• _Problems and tasks_:
a. Reproduce the American Landscapes series announcement word for word, beginning at "The first volume" and stopping after "to the series.".
b. According to the American Landscapes series announcement, where and in what year did Timothy Schilling complete his PhD?

• _Excerpted passage_:
* Start *

The first volume in our new American Landscapes series Hopewell Ceremonial Landscapes of Ohio, by Mark Lynott, was published earlier this year and is an acclaimed success. The volume was launched at the SAA conference in San Francisco in April and has been selling like hot cakes ever since.
The sad passing of the author in 2014 also deprived us of one of our Series co-editors but we are delighted to announce that we have recently appointed two new Series Editors who each bring a tremendous amount of experience and enthusiasm to the series.
T.R. Kidder is the Edward S. and Tedi Macias Professor and chair of the Department of Anthropology at Washington University, St Louis and has conducted archaeological, geoarchaeological, and geological research throughout eastern North America, most notably in the Mississippi Valley, where he has done work at sites such as Raffman, Poverty Point, and Cahokia –as well as working extensively in China, Uzbekistan and Kazakhstan. T.R. will be well known to many, having published extensively and served on the editorial boards, or as co-editor, of several major journals and on a variety of influential committees
Timothy Schilling is an archaeologist with the US National Park Service who works widely across the Midwest and Southeastern North America, focusing on geoarchaeology and heritage management issues, but with wider research interests in Native America history, complex societies, prehistoric social organization, political anthropology, historical archaeology, geoarchaeology, historical ecology, and GIS systems. Since completing his PhD at Washington University, St Louis in 2010, he has published numerous works about diverse topics from ancient monuments and earthworks to food production, and he holds several adjunct teaching positions in addition to his work with NPS.

* End *

• _Data excerpt_:
* Start *

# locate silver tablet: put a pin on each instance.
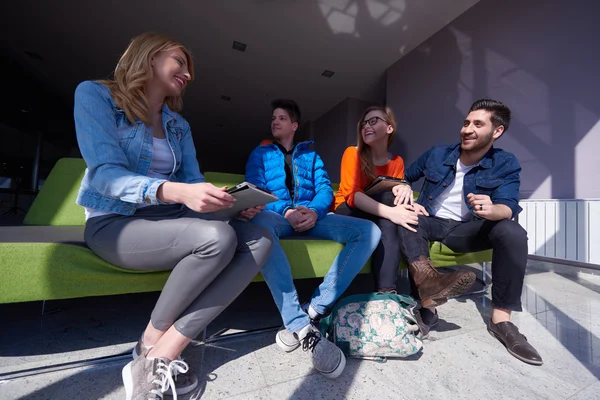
(247, 195)
(383, 184)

* End *

• _Responses to the tasks_:
a.
The first volume in our new American Landscapes series Hopewell Ceremonial Landscapes of Ohio, by Mark Lynott, was published earlier this year and is an acclaimed success. The volume was launched at the SAA conference in San Francisco in April and has been selling like hot cakes ever since.
The sad passing of the author in 2014 also deprived us of one of our Series co-editors but we are delighted to announce that we have recently appointed two new Series Editors who each bring a tremendous amount of experience and enthusiasm to the series.

b. At Washington University, St Louis, in 2010.